** Start DATA LISTING **

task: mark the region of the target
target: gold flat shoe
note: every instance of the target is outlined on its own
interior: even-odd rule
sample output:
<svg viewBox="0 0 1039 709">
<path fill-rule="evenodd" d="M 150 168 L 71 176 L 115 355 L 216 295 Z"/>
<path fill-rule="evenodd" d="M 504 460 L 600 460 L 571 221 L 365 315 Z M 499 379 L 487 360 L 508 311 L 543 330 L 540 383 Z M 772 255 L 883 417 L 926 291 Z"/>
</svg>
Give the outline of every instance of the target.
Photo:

** End DATA LISTING **
** Start DATA LISTING **

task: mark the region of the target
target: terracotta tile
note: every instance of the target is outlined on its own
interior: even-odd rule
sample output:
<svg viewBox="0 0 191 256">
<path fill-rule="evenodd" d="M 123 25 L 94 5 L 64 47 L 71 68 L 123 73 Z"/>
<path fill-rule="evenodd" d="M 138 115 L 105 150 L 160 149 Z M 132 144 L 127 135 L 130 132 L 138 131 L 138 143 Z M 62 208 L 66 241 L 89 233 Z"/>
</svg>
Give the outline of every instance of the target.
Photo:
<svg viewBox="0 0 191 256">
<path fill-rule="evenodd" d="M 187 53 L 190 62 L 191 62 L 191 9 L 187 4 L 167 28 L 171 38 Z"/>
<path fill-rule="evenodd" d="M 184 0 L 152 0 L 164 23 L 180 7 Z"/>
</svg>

** End DATA LISTING **

◆ **YOUR INSTRUCTIONS**: Please pull out each line above that contains the string "path" and copy those lines in full.

◆ **EXPECTED ANSWER**:
<path fill-rule="evenodd" d="M 150 168 L 71 176 L 115 355 L 216 295 Z"/>
<path fill-rule="evenodd" d="M 504 460 L 600 460 L 571 221 L 365 315 Z M 499 379 L 487 360 L 508 311 L 543 330 L 540 383 Z M 772 255 L 883 417 L 926 291 Z"/>
<path fill-rule="evenodd" d="M 123 25 L 94 5 L 64 47 L 71 68 L 123 73 Z"/>
<path fill-rule="evenodd" d="M 138 115 L 105 150 L 160 149 Z M 132 144 L 127 135 L 130 132 L 138 131 L 138 143 Z M 62 208 L 66 241 L 89 233 Z"/>
<path fill-rule="evenodd" d="M 187 53 L 190 62 L 191 62 L 191 9 L 187 4 L 167 28 L 171 38 Z"/>
<path fill-rule="evenodd" d="M 184 0 L 152 0 L 164 23 L 180 7 Z"/>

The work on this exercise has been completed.